» Your objective: Can you recast the rows below as a two-column CSV with the headers "text" and "answer", one line per row, with each value in a single quoted field and line breaks turned into spaces? Leave the pictures out.

— Begin Task inputs —

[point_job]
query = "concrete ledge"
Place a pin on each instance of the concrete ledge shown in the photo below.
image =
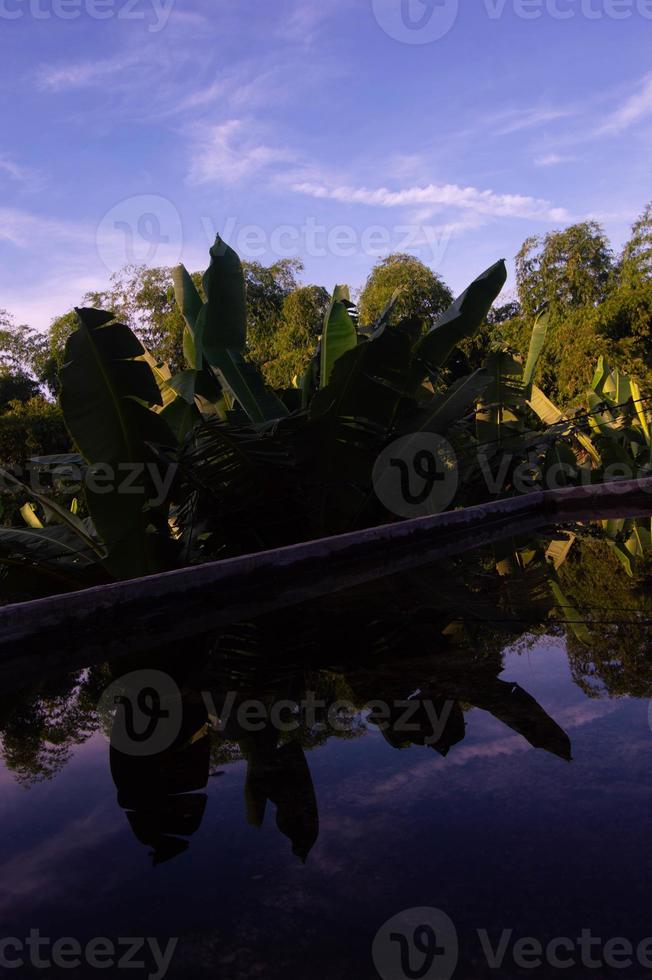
(92, 625)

— End Task inputs —

» Full solution:
text,answer
"[point_job] query = ""concrete ledge"" Place a pin on each instance of the concrete ledge shown in the photo below. image =","(92, 625)"